◆ The tasks
a – Answer these questions from the aquarium excerpt, each on its own line:
(i) How do the freshwater cubes perform out of the box?
(ii) How deep should the sand bed be?
(iii) How much rock should there be for each gallon of aquarium?
b – Using the aquarium excerpt, explain why anyone who collects their own ocean water must go far enough offshore.
c – For each statement, say whether it agrees with the aquarium excerpt. Answer yes or no, and quote the words that decide it.
(i) Freshwater cubes need upgraded lighting before use.
(ii) The stock light is fine for someone who does not plan to keep stony corals, giant clams, or sea anemones.
(iii) The writer has decided to buy an 8 - 12 gallon cube now.

◆ Excerpt
——
They are all good for saltwater or freshwater setups. For freshwater the cubes are good to go out of the box. Plenty of light for anything you might want to do. For saltwater you may have to go with an upgraded aquarium from or Both of these places upgrade the lighting (even adding HQI halide lights), adding additional controls so that each light can be turned on or off independently, fixes so that the LED night lights can be put on timers, chillers in case the heat from additional lights cause problems, and so on.

But you do not need any of that stuff if you are not going to get into high light requirement livestock - like stony corals, "giant clams", sea anemones, and so on. If you do not plan to keep any of those things, then the stock light is fine.

I am looking at the 8 - 12 gallon cubes. Maybe. I just do not know yet. It is tempting, but no. Maybe later. Not now.

Are they easy to maintain? Yes and no. The important thing with aquariums is to go SSSSSLLLLLOOOOOWWWWWW. Most problems are from people trying to cut corners. For saltwater this goes double. So here is my short "how to" guide for freshwater and saltwater.

1. Start off by buying your salt water from a fish store. If you mix your own start with reverse osmosis / deionized and/or distilled water. DO NOT collect ocean water from the beach. If you collect your own water, you need to go far enough offshore to get beyond the land pollution and go deep. I would not bother collecting any water from less than 200 - 400 feet deep.
2. Decide what you want to keep. This will determine what kind of lights you need.
3. Dump the bio balls that come with the tanks in the garbage. Live rock and a deep sand bed (at least 4 inches) is your bio filter. You should have at least 1 pound of rock per gallon of aquarium.
——
◆ Data provided
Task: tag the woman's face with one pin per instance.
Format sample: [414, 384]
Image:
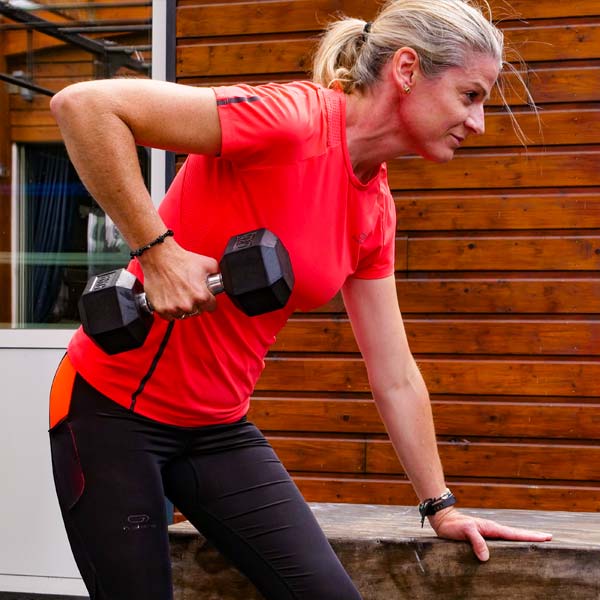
——
◆ Answers for the tasks
a –
(i) They are good to go out of the box.
(ii) At least 4 inches.
(iii) At least 1 pound of rock per gallon.

b – They must go far enough offshore to get beyond the land pollution. For the same reason, the excerpt advises against collecting ocean water from the beach.

c –
(i) No: "For freshwater the cubes are good to go out of the box."
(ii) Yes: "If you do not plan to keep any of those things, then the stock light is fine."
(iii) No: "It is tempting, but no. Maybe later. Not now."